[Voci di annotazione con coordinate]

<<<<

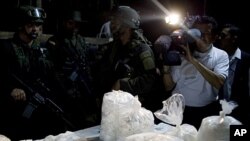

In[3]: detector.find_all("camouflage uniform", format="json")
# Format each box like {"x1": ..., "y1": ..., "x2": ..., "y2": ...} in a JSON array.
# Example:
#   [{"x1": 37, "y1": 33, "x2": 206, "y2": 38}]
[
  {"x1": 97, "y1": 30, "x2": 156, "y2": 106},
  {"x1": 47, "y1": 33, "x2": 97, "y2": 130},
  {"x1": 1, "y1": 34, "x2": 65, "y2": 140}
]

>>>>

*COSA RICHIEDE*. Riporta di nuovo tutte le voci sostituendo "camouflage uniform" con "military uniform" e lasciando invariato tutto il resto. Non includere le immagini nella risposta.

*RISULTATO*.
In[3]: detector.find_all("military uniform", format="json")
# Format each box like {"x1": ..., "y1": ..., "x2": ..., "y2": ...} in a JSON array.
# Example:
#   [{"x1": 37, "y1": 33, "x2": 206, "y2": 38}]
[
  {"x1": 97, "y1": 30, "x2": 156, "y2": 106},
  {"x1": 47, "y1": 33, "x2": 97, "y2": 130},
  {"x1": 1, "y1": 34, "x2": 65, "y2": 140}
]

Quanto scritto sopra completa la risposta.